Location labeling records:
★ ★ ★ ★ ★ ★ ★
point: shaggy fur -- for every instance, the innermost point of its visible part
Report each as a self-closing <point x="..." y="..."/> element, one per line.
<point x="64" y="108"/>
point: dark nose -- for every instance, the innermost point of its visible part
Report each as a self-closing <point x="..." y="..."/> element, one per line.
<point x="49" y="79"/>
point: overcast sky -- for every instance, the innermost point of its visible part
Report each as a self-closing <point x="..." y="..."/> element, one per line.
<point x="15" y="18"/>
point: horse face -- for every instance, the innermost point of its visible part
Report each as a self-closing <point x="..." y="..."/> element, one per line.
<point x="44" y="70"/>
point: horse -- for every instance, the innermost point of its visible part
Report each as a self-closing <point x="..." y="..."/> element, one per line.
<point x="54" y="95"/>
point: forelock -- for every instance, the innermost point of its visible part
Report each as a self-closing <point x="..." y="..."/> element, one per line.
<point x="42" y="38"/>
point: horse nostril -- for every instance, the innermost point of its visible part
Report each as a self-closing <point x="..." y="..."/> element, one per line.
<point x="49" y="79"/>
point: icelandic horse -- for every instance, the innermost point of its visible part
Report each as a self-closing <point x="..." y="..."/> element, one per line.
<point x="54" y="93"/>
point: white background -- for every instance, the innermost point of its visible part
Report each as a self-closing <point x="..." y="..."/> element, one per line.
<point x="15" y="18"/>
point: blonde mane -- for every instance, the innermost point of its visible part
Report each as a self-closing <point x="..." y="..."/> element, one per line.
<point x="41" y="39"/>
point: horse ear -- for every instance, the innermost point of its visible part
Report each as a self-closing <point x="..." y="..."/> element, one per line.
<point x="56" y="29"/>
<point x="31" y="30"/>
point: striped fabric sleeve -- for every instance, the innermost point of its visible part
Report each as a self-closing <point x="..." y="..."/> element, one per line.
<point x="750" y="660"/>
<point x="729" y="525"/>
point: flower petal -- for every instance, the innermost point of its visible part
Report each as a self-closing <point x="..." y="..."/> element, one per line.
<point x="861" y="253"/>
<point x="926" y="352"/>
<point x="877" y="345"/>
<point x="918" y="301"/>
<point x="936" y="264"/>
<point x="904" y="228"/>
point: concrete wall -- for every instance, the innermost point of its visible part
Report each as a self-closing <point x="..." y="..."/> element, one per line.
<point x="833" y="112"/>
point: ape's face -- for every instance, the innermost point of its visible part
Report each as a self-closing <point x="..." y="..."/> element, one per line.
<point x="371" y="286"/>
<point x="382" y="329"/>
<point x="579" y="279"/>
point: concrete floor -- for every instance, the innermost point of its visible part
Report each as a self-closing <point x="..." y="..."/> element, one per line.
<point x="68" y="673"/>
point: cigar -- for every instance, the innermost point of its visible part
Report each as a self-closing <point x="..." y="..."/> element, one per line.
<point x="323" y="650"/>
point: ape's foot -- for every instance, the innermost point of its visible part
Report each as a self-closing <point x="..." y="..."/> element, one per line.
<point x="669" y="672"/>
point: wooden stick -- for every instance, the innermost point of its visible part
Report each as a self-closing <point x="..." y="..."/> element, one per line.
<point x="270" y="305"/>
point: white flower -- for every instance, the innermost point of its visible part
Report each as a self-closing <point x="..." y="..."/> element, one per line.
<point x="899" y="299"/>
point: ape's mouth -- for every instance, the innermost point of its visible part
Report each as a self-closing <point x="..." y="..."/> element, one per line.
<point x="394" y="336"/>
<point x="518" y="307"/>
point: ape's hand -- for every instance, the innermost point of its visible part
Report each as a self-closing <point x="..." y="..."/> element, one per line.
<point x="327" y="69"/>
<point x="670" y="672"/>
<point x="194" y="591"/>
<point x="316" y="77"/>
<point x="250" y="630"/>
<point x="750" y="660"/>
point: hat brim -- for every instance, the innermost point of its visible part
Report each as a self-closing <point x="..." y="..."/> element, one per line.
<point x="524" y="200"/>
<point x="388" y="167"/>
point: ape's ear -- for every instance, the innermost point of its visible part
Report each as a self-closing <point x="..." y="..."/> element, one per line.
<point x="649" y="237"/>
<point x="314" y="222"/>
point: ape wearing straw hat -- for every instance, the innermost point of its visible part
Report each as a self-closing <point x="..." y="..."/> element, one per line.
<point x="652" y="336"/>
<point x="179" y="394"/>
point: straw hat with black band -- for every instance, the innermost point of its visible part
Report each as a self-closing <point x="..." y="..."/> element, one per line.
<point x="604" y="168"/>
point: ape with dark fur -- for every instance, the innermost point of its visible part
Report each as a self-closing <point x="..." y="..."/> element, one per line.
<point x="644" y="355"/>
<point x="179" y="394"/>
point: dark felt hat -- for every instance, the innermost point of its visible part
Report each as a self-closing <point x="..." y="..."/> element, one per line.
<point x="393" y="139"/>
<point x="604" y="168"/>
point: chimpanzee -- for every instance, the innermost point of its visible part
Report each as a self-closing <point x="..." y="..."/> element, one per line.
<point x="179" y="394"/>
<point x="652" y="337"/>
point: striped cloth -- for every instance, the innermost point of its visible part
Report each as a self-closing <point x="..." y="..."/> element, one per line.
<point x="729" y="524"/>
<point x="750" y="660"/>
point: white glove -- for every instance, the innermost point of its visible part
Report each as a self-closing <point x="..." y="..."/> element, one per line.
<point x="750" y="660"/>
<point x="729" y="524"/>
★ ★ ★ ★ ★ ★ ★
▶ _Aim_
Quote each line above in full, word for word.

▶ _Correct result_
point: shaggy fur -- for every instance, the innermost point of its visible part
Report each as a self-closing <point x="..." y="..."/> element, one per line.
<point x="64" y="108"/>
point: dark nose -- for every instance, the innermost point of its visible part
Report each as a self-closing <point x="..." y="..."/> element, one per line.
<point x="49" y="79"/>
point: overcast sky -- for every instance, the innermost point of its visible part
Report each as a self-closing <point x="..." y="..."/> element, one per line.
<point x="15" y="18"/>
point: horse face -- for every instance, the innermost point of its visible part
Report each as a self-closing <point x="..." y="..."/> element, one per line.
<point x="44" y="70"/>
point: horse -- for every instance, the innermost point of its visible part
Report each as a self-closing <point x="..." y="..."/> element, one per line.
<point x="54" y="95"/>
point: forelock -- for every instance, the innermost point of its visible part
Report each as a self-closing <point x="..." y="..."/> element, one per line.
<point x="42" y="38"/>
point: horse nostril -- for every instance, the innermost point of its visible part
Report each as a self-closing <point x="..." y="..."/> element, one per line.
<point x="49" y="79"/>
point: icelandic horse -- for every instance, the innermost point of its visible part
Report each as a self-closing <point x="..." y="..."/> element, one per line.
<point x="54" y="93"/>
point: white background -- for every instance, the innermost point of its visible part
Report each as a self-closing <point x="..." y="..."/> element, one per line.
<point x="15" y="18"/>
point: blonde mane -- for every instance, the innermost point of its visible part
Report each as a self-closing <point x="..." y="..."/> element, one per line.
<point x="41" y="39"/>
point: horse ear -- for every instance, the innermost point of its visible part
Report each as a self-closing <point x="..." y="..."/> element, one per line.
<point x="56" y="29"/>
<point x="31" y="30"/>
point: striped fabric sleeve -- for every instance, the innermost point of its visible part
Report each as a self-closing <point x="..." y="..."/> element, one per line.
<point x="750" y="660"/>
<point x="729" y="525"/>
point: flower petal -- for every instance, the innermost point of its visible part
Report each as a self-closing <point x="..." y="..."/> element, one per line.
<point x="861" y="253"/>
<point x="926" y="352"/>
<point x="877" y="345"/>
<point x="918" y="301"/>
<point x="936" y="264"/>
<point x="904" y="228"/>
point: concrete wall -- for every instance, the innermost point of its visible part
Report each as a self-closing <point x="..." y="..."/> element, one per line.
<point x="833" y="112"/>
point: ape's face -- for every instance, the innermost point of its visible part
Report each as a self-closing <point x="..." y="..."/> element, one per line.
<point x="371" y="286"/>
<point x="382" y="329"/>
<point x="579" y="279"/>
point: concrete floor -- for every instance, the innermost point of its visible part
Report each as a self-closing <point x="..." y="..."/> element, one per line.
<point x="68" y="673"/>
point: cigar -- for every instance, the innermost point of its visible part
Report each as a self-closing <point x="..." y="..."/> element, one per line.
<point x="323" y="650"/>
point: ape's foot -- for every instance, the innermost point of its visible part
Report each as a self-closing <point x="..." y="..."/> element, one per line.
<point x="669" y="672"/>
point: wooden stick -- for every instance, the innermost point of its visible part
Report each as a self-closing <point x="..." y="..."/> element, one per line.
<point x="270" y="305"/>
point: white flower -- for every instance, the innermost point of its visible part
Report each as a self-closing <point x="..." y="..."/> element, one per line.
<point x="899" y="299"/>
point: ape's mouth -- for every instance, the innermost point of its visible part
Report each as a self-closing <point x="..." y="..."/> element, one per line.
<point x="394" y="336"/>
<point x="518" y="307"/>
point: ape's hand -- for every instance, the innermost point of its visible part
Report each as a self-closing <point x="..." y="..."/> element, one per line.
<point x="327" y="69"/>
<point x="670" y="672"/>
<point x="194" y="591"/>
<point x="316" y="77"/>
<point x="250" y="630"/>
<point x="750" y="660"/>
point: hat brim -- for every instance, the innermost point of its visible part
Report each as a self-closing <point x="..." y="..."/> element, one per line.
<point x="524" y="200"/>
<point x="388" y="167"/>
point: ape's ear -- for every instance, the innermost point of its visible part
Report each as a self-closing <point x="..." y="..."/> element, one per line.
<point x="649" y="237"/>
<point x="314" y="222"/>
point: ape wearing straw hat -- for every instance, the innermost point of its visible part
Report each as a self-closing <point x="..." y="..."/> element, one per line.
<point x="652" y="336"/>
<point x="179" y="394"/>
point: straw hat with black band -- for every instance, the innermost point of its visible part
Report each as a self-closing <point x="..." y="..."/> element, one per line.
<point x="604" y="168"/>
point: ape with dark fur -- for every instance, the innermost point of its visible part
Report each as a self-closing <point x="..." y="..."/> element, one per line.
<point x="644" y="355"/>
<point x="179" y="394"/>
point: dark felt hat -- for every instance, the innermost point of its visible part
Report each as a self-closing <point x="..." y="..."/> element, one per line.
<point x="393" y="139"/>
<point x="604" y="168"/>
point: chimpanzee -- for every instance, the innermost point of its visible part
Report each as a self-closing <point x="..." y="..."/> element, one per line.
<point x="179" y="394"/>
<point x="652" y="337"/>
point: striped cloth -- for every instance, the innermost point of its visible part
Report each as a self-closing <point x="..." y="..."/> element, one per line.
<point x="729" y="524"/>
<point x="750" y="660"/>
point: white glove -- for every instance, the innermost point of its visible part
Report each as a self-closing <point x="..." y="..."/> element, one per line.
<point x="750" y="660"/>
<point x="729" y="524"/>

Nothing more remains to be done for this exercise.